The Meningitis Trust/Meningitis UK has  expressed its frustration that a lifesaving vaccine for Meningitis B (Men B) is not yet going to be made available. 

The Joint Committee on Vaccination and Immunisation (JCVI), the independent body which advises the Government on vaccinations, says that the current evidence is insufficient to support a recommendation for the introduction of an immunisation programme. It calls for a population based evaluation of the vaccine, adding that the infrastructure and expertise available in the UK would make this country the ideal setting for such an evaluation.

Sue Davie, Chief Executive of the Meningitis Trust/Meningitis UK, said: “This is extremely disappointing news after all our supporters and our hard work over decades to introduce a vaccine. JCVI has invited the charity, as the voice for those affected by meningitis, to respond to its interim statement by Tuesday 3 September. It will consider this response and the advice of its meningococcal sub-committee at a meeting on 2 October, before finalising its advice and publishing its position statement.

“But we’re pleased to have the opportunity to respond and press our case,” Sue added. “We understand the committee’s concerns about impact and cost, but we believe this vaccine is safe and we know it will save lives. The more we delay the more lives are being lost.”

The charity has vowed to continue its fight to get the vaccine introduced and has called on its supporters to sign its Beat it Now! petition and write to their MP  to get support.

“Help us to raise the funds we need for this fight and to continue to provide support to all those who will continue to be affected by meningitis before the vaccine is introduced. In the meantime, I would urge everyone to remain vigilant to the signs and symptoms,” Sue continued. Meningitis B (Men B) is the most common form of meningitis in the UK and kills more children under 5 than any other infection.

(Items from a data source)

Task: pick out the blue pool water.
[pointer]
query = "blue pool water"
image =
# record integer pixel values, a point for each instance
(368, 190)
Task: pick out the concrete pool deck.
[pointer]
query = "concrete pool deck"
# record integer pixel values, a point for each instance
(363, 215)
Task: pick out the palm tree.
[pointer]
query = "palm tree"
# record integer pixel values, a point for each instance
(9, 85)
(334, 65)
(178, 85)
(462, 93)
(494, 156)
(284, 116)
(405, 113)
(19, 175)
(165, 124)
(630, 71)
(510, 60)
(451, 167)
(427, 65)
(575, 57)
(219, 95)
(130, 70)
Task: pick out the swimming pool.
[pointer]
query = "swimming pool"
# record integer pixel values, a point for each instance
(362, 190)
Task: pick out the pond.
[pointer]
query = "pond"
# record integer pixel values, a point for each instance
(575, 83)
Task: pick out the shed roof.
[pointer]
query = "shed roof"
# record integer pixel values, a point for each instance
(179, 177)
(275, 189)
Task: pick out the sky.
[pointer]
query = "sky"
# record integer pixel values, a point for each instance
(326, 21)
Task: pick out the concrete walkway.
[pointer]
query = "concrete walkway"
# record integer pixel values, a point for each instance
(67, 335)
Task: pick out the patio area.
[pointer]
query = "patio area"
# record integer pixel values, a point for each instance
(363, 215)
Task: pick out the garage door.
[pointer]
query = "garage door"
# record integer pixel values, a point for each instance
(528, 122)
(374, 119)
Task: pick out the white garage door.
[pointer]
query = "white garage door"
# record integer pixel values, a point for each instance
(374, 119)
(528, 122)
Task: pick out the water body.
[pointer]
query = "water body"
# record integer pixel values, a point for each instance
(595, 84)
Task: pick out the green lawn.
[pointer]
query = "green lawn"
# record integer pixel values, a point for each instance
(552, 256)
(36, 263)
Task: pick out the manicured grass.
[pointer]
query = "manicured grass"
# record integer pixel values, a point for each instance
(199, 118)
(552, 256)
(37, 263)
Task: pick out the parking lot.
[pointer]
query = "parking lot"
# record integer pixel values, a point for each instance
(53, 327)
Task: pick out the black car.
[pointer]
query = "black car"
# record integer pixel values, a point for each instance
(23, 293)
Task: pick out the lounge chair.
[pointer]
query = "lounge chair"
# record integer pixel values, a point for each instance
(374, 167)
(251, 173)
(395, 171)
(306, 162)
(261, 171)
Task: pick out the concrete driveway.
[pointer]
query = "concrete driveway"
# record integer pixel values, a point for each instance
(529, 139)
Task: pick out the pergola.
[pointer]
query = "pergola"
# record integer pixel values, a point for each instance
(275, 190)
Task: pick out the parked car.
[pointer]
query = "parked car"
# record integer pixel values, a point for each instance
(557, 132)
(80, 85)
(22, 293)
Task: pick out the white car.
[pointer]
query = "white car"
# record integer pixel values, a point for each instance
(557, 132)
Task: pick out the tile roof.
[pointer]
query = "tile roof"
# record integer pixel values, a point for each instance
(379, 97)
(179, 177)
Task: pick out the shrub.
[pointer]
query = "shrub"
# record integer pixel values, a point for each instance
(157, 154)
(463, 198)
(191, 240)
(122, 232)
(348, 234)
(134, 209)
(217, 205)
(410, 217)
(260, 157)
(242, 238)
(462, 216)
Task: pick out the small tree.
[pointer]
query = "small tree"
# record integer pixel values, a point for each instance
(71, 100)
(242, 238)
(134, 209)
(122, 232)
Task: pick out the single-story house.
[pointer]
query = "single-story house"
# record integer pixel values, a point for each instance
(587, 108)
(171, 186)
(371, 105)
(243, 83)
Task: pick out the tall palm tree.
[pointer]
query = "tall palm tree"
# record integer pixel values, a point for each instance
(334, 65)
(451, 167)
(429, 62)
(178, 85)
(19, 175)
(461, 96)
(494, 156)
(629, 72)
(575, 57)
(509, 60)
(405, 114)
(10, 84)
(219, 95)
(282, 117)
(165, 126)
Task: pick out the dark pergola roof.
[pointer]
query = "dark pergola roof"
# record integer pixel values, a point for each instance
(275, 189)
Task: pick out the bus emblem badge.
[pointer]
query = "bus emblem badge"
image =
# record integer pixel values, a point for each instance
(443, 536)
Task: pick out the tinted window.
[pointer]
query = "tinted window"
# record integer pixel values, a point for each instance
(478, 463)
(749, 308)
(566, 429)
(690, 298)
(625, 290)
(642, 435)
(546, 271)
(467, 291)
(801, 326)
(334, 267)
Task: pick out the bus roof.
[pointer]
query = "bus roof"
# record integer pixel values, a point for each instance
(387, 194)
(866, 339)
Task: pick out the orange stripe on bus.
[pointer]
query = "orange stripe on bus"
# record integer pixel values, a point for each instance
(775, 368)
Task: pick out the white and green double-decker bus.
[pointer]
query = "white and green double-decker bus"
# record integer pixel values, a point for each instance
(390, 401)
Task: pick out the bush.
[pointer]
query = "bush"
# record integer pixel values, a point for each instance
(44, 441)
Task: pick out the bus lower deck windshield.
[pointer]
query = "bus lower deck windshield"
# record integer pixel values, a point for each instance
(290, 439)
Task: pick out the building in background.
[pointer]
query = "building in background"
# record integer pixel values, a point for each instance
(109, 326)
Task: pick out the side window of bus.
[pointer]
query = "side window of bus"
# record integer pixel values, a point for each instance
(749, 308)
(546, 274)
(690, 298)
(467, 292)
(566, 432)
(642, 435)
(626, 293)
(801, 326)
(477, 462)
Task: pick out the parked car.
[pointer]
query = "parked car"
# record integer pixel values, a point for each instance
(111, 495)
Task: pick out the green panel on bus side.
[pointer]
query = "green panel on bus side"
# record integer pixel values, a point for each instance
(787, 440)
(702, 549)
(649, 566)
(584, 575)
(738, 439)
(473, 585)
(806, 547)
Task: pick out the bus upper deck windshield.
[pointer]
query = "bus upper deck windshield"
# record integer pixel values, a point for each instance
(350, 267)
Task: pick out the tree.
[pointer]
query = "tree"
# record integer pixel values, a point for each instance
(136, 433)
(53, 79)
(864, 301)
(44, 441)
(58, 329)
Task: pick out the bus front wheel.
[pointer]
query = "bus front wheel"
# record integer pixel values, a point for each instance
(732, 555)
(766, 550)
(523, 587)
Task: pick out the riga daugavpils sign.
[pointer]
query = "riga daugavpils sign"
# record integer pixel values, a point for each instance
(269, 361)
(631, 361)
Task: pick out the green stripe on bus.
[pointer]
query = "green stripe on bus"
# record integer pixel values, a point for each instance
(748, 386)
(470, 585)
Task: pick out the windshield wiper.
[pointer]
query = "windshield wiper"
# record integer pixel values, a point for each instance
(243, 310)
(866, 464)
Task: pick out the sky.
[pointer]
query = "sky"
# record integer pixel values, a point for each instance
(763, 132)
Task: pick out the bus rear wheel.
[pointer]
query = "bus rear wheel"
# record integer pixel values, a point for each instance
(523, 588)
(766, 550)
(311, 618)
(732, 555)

▸ Exercise instructions: Output everything in the Men B vaccine article above from "The charity has" down to "any other infection.", copied word for word.

▸ Output of the task:
The charity has vowed to continue its fight to get the vaccine introduced and has called on its supporters to sign its Beat it Now! petition and write to their MP  to get support.

“Help us to raise the funds we need for this fight and to continue to provide support to all those who will continue to be affected by meningitis before the vaccine is introduced. In the meantime, I would urge everyone to remain vigilant to the signs and symptoms,” Sue continued. Meningitis B (Men B) is the most common form of meningitis in the UK and kills more children under 5 than any other infection.